# START OF TEXT SHOWN

Sunday, January 29, 2017

Sunday Book Review Roundup

In The Guardian, Daniel Trilling reviews two books on the history of Fascism in Britain (Fascist in the Family: The Tragedy of John Beckett MP and Searching for Lord Haw-Haw: The Political Lives of William Joyce). Both “wrest control of memory away from the apologists and sympathisers who would have you believe that British fascism was never as extreme as its European counterparts.”

In the Federal Lawyer, you can read reviews of The Annotated Lincoln (edited by Harold Holzer and Thomas A. Horrocks), The Age of Deference: The Supreme Court, National Security, and the Constitutional Order (by David Rudenstine), and Leon Wildes’ John Lennon vs. The USA: The Inside Story of the Most Bitterly Contested and Influential Deportation Case in United States History (which is simultaneously “a nefarious operations of the Nixon administration; a discussion of legal and constitutional issues in a key immigration case [and] a memoir by one of our most venerated immigration attorney.”)

In the NY Times, Michael Lind reviews journalist and historian Stephen Kinzer’s The True Flag: Theodore Roosevelt, Mark Twain, and the Birth of American Empire, which locates American interventionism in the Spanish-American war. (Still curious? Dennis Drabelle reviews it in the Washington Post). Beverly Gage reviews Laurel Thatcher Ullrich’s A House full of Females: Plural Marriage and Women’s Rights in Early Mormonism, 1835-1870. Besides engaging women’s history and Mormon history, Ullrich’s book, it seems, merges traditional “women’s history” (“a straightforward exploration of women’s lives and experiences on their own terms”) and gender and sexuality studies (“sexual alternatives and the fungibility of “choice” speaks implicitly to contemporary concerns over the nature of marriage and the right of the federal government to determine its contours.”).

In the Times Literary Supplement, Gabriel Paquette reviews Caitlin Fitz’s Our Sister Republics: :The United States in an age of American Revolution and Felipe Fernandez-Armesto reviews Adam Hochschild on the Spanish Civil War along with an edited volume on the war by Pete Ayrton.

The Wall St. Journal recovers the story of four liberal wonks in the Progressive Era (see Louis Gould’s review of The House of Truth: A Washington Political Salon and the Foundations of American Liberalism by Brad Snyder), and the post-war occupation of Japan, Germany and Iraq (see Nicholas M. Gallagher’s review of The Good Occupation by Susan L. Carruthers).

# END OF TEXT SHOWN
# START OF AVAILABLE DATA

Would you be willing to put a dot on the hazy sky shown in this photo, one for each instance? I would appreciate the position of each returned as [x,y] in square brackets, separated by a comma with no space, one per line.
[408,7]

# END OF AVAILABLE DATA

== TASK DESCRIPTION ==
Name every publication that the book review roundup points to for a review. Rely only on the book review roundup, not the listing.

== WRITTEN RESPONSE ==
The Guardian
the Federal Lawyer
the NY Times
the Washington Post
the Times Literary Supplement
The Wall St. Journal